DOCUMENT EXTRACT:
START

# Steam Reviews Data Collection

**Dying Light 2: The Beast - Review Scraper**

This notebook demonstrates how to scrape Steam game reviews for training data collection.

---

## Setup

First, let's import the required libraries and modules.

In [None]:
# Auto-reload modules (useful during development)
%load_ext autoreload
%autoreload 2

import sys
from pathlib import Path

# Add src to path (for Google Colab compatibility)
if 'google.colab' in sys.modules:
    # In Colab, mount drive and navigate to project
    from google.colab import drive
    drive.mount('/content/drive')
    # Update this path to your project location in Google Drive
    project_path = Path('/content/drive/MyDrive/szkolenie_techland')
    sys.path.insert(0, str(project_path))
else:
    # Local execution
    project_path = Path('.').parent
    sys.path.insert(0, str(project_path))

print(f"Project path: {project_path}")

In [None]:
# Import our custom modules
from src.scraper.steam_api import SteamReviewScraper, quick_scrape
from src.scraper.utils import (
    save_to_formats,
    get_review_statistics,
)
from src.utils.config import (
    DYING_LIGHT_BEAST_APP_ID,
    RAW_DATA_DIR,
)

# Standard libraries
import pandas as pd
import matplotlib.pyplot as plt
import seaborn as sns
from datetime import datetime

# Configure plotting
plt.style.use('seaborn-v0_8-darkgrid')
sns.set_palette("husl")
%matplotlib inline

print("✅ All modules imported successfully!")

---

## 1. Explore Steam API

Let's first test the API connection and see what a single page of reviews looks like.

In [None]:
# Initialize scraper for Dying Light 2: The Beast
scraper = SteamReviewScraper(app_id=DYING_LIGHT_BEAST_APP_ID)

print(f"Steam API Endpoint: {scraper.endpoint}")
print(f"App ID: {scraper.app_id}")

In [None]:
# Fetch a single page of reviews to explore the structure
print("Fetching first page of negative reviews...\n")

batch = scraper.fetch_review_page(
    cursor="*",
    review_type="negative",
    language="english",
    num_per_page=10,  # Small sample
)

print(f"✅ Successfully fetched {len(batch)} reviews")

END

(Location identification items)
START

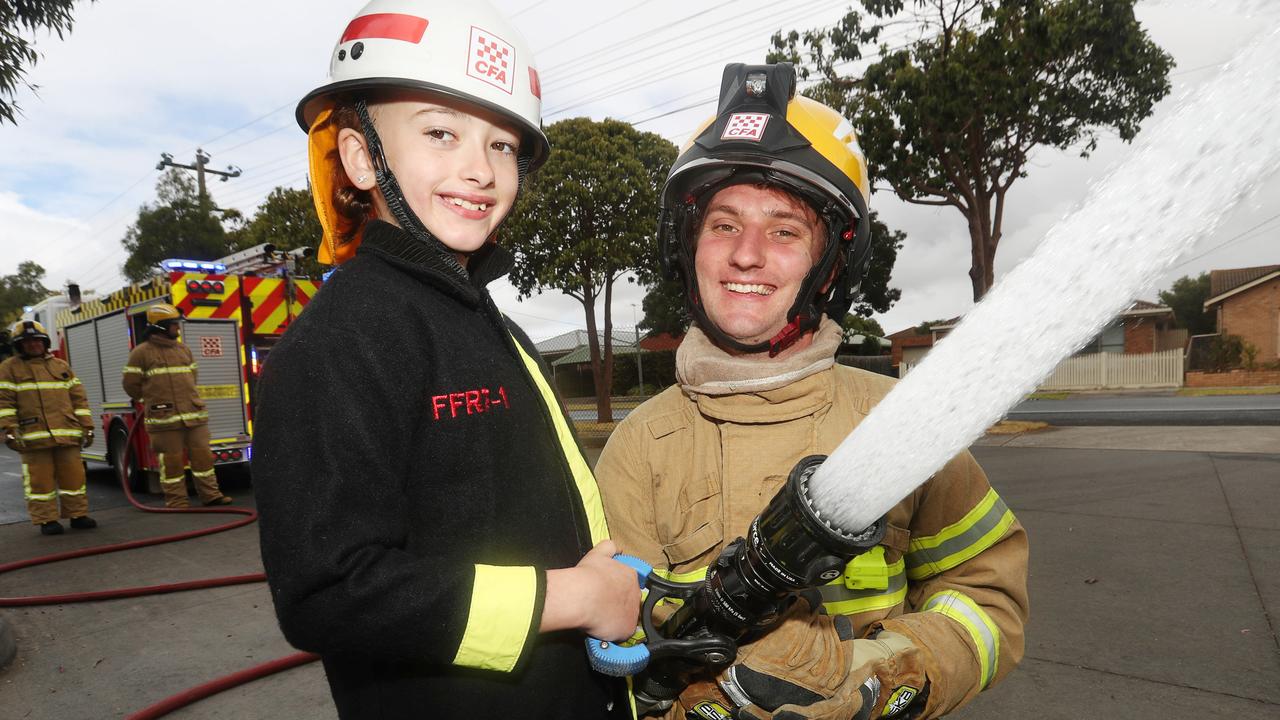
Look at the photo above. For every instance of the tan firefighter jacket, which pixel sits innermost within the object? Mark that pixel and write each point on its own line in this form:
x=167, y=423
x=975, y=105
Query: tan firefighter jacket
x=686, y=473
x=42, y=402
x=161, y=374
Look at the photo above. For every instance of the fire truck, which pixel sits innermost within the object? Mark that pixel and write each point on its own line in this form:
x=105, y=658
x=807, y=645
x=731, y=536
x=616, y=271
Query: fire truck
x=233, y=310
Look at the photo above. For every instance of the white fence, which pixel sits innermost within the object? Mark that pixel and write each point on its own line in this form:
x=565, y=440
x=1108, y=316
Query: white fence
x=1110, y=370
x=1115, y=370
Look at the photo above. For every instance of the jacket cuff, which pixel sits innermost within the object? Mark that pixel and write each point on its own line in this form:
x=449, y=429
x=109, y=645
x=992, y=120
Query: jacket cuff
x=506, y=613
x=937, y=636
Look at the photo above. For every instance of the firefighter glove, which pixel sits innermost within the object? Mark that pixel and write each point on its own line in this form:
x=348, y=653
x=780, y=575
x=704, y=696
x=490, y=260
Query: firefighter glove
x=812, y=666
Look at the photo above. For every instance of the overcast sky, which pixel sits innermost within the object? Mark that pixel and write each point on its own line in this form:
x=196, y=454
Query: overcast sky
x=141, y=77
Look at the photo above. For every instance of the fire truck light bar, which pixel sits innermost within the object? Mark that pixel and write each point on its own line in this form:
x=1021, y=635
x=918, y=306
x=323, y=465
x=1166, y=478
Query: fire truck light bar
x=193, y=265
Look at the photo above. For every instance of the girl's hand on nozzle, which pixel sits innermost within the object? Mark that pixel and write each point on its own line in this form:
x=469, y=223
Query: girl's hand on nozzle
x=599, y=596
x=615, y=609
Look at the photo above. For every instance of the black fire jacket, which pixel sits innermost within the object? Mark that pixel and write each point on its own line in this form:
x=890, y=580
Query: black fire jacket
x=412, y=495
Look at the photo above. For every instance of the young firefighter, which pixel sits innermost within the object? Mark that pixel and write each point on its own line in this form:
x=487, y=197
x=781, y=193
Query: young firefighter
x=764, y=218
x=161, y=376
x=428, y=519
x=45, y=418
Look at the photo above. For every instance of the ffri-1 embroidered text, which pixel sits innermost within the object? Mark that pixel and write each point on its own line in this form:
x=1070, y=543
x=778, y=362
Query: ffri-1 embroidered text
x=467, y=402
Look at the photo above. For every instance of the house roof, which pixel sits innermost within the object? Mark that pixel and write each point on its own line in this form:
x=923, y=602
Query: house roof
x=572, y=340
x=937, y=326
x=1141, y=308
x=584, y=354
x=1225, y=283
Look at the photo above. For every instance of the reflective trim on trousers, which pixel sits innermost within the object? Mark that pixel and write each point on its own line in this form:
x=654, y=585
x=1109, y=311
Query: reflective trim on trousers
x=44, y=384
x=44, y=434
x=201, y=415
x=173, y=370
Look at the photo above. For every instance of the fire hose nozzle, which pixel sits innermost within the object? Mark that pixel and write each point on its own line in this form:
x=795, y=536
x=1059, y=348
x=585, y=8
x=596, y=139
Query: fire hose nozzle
x=790, y=547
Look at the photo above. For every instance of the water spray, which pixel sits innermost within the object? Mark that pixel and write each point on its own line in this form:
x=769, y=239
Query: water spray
x=1130, y=229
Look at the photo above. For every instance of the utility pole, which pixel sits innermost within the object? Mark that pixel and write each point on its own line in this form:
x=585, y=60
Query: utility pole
x=635, y=324
x=201, y=160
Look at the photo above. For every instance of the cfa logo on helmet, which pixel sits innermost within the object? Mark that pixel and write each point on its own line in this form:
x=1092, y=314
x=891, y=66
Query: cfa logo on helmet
x=490, y=59
x=745, y=126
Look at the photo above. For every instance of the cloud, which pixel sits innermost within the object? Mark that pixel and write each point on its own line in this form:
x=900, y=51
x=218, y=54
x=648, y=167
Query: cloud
x=138, y=77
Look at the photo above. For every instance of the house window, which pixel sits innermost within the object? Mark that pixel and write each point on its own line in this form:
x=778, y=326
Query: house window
x=1110, y=340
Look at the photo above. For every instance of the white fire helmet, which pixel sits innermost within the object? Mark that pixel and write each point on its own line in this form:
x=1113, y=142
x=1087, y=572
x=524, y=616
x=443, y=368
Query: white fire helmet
x=464, y=49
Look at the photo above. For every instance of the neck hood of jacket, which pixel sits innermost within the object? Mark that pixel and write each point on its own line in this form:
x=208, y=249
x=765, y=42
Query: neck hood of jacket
x=419, y=259
x=758, y=388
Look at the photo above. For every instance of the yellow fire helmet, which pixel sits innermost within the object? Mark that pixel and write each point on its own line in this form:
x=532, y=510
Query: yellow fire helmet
x=764, y=133
x=461, y=49
x=161, y=313
x=27, y=329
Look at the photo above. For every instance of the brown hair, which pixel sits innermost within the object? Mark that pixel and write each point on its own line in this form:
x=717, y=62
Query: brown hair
x=353, y=205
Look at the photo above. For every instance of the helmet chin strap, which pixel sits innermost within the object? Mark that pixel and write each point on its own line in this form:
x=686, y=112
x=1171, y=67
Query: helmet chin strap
x=398, y=205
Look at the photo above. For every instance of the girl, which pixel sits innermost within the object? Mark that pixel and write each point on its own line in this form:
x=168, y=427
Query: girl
x=428, y=522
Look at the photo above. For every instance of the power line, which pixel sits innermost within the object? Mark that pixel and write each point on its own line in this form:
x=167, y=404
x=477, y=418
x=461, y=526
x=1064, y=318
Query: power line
x=627, y=87
x=1229, y=241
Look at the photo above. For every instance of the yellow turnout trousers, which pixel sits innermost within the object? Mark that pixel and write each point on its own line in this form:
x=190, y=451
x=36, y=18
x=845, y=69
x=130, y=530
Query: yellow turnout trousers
x=169, y=447
x=54, y=477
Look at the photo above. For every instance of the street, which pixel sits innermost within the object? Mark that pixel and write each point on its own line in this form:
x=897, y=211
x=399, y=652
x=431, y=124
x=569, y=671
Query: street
x=1153, y=586
x=1155, y=409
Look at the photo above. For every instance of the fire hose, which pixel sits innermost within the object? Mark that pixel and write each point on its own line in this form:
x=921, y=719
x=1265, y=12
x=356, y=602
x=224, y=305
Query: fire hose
x=789, y=548
x=197, y=692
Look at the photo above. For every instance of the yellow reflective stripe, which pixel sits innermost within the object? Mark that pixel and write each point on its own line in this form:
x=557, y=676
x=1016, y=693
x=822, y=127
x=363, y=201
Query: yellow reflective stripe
x=686, y=577
x=979, y=625
x=201, y=415
x=979, y=529
x=841, y=597
x=172, y=370
x=44, y=384
x=502, y=611
x=583, y=477
x=46, y=434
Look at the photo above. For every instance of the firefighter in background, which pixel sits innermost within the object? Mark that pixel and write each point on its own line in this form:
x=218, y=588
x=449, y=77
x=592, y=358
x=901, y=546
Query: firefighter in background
x=45, y=417
x=161, y=376
x=764, y=218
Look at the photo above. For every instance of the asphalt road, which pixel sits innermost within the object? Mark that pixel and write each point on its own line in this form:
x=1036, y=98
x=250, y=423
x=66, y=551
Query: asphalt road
x=1152, y=410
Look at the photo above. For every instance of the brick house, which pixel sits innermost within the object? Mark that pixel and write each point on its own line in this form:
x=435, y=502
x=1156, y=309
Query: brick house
x=913, y=343
x=1148, y=327
x=1246, y=302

END

ACTIONS TO TAKE:
(1) Quote the passage of the Steam review scraper notebook that begins with the words containing "# Steam Reviews" and ends with "training data collection.".
(2) In the Steam review scraper notebook, which type of reviews does the single-page fetch request?

RESULTS OF THE TASKS:
(1)
# Steam Reviews Data Collection

**Dying Light 2: The Beast - Review Scraper**

This notebook demonstrates how to scrape Steam game reviews for training data collection.

(2) Negative reviews.